Your task —
The data below needs to be returned exactly, line for line.

--- begin Given data ---

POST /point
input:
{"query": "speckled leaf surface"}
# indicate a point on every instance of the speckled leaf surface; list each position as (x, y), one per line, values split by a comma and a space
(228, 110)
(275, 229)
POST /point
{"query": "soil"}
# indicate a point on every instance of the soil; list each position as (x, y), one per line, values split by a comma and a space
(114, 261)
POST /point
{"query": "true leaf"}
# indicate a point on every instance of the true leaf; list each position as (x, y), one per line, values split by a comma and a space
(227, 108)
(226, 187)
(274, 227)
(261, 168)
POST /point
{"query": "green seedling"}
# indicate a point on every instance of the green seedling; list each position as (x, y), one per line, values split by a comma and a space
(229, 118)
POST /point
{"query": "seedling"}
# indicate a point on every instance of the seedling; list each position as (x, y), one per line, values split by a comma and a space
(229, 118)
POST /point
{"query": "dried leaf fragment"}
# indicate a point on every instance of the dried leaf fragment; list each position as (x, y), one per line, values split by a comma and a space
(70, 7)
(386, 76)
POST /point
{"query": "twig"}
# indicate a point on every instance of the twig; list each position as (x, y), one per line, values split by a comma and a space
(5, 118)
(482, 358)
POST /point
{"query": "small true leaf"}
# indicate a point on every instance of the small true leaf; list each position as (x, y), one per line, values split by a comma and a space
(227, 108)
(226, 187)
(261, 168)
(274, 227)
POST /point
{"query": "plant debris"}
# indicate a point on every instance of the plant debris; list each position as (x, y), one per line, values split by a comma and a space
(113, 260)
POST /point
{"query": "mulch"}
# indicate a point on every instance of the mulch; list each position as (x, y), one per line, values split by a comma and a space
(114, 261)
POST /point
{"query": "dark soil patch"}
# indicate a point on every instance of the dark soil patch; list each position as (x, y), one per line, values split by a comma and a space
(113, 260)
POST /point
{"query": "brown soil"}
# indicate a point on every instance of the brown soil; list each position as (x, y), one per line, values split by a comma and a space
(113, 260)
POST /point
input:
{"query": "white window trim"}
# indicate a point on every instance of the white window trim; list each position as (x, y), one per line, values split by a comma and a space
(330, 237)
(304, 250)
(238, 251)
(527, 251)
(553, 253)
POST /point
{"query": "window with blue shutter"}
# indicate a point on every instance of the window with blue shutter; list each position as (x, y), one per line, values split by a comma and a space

--- end Given data ---

Solution below —
POST /point
input:
{"query": "speckled leaf surface"}
# indicate a point on every instance of the speckled leaf surface; list each position as (x, y), one per line, values split by a comma and a space
(228, 110)
(275, 229)
POST /point
{"query": "soil"}
# indicate a point on every instance of the soil; list each position as (x, y), one per line, values split by a comma and a space
(114, 261)
POST /point
{"query": "true leaf"}
# indicate a point on every instance of the true leaf; list each position as (x, y), one per line, values split by a comma and a space
(227, 108)
(226, 187)
(274, 227)
(261, 168)
POST /point
{"query": "green seedling"}
# indicate a point on every instance of the green seedling; list each position as (x, y), one per line, values split by a comma and a space
(229, 118)
POST /point
{"query": "seedling"}
# indicate a point on every instance of the seedling; list each position as (x, y), one per line, values split by a comma and a space
(229, 118)
POST /point
{"query": "dried leaf fragment"}
# indicate a point on every instance of the dried leaf fragment; list each position as (x, y), one per line, values split by a comma and a space
(70, 7)
(386, 76)
POST /point
{"query": "twig"}
# indicate a point on every instance of the twig; list each position as (x, y), one per line, values split by a comma and a space
(5, 118)
(482, 358)
POST /point
{"query": "small true leaf"}
# indicate a point on every instance of the small true leaf; list each position as (x, y), one per line, values split by a comma and a space
(227, 108)
(226, 187)
(261, 168)
(274, 227)
POST /point
{"query": "plant debris"}
# indicate a point on every instance of the plant debris; list each position as (x, y), one per line, values split by a comma and a space
(113, 260)
POST /point
{"query": "mulch"}
# indicate a point on every instance of the mulch; list each position as (x, y), one per line, values split by a comma and a space
(114, 261)
POST /point
{"query": "dark soil patch"}
# indicate a point on every instance of the dark soil patch; list each position as (x, y), one per line, values split by a comma and a space
(113, 260)
POST /point
{"query": "brown soil"}
# indicate a point on every instance of the brown soil; list each position as (x, y), one per line, values split by a comma and a space
(113, 260)
POST /point
input:
{"query": "white window trim"}
# indicate a point on every instance of the white window trim; list each position as (x, y), one per line, values split by a comma and a space
(330, 237)
(304, 250)
(238, 251)
(527, 251)
(553, 253)
POST /point
{"query": "window with blue shutter"}
# indicate a point on every instance of the window with blue shutter; list each position as (x, y), one per line, values split by a comma and a space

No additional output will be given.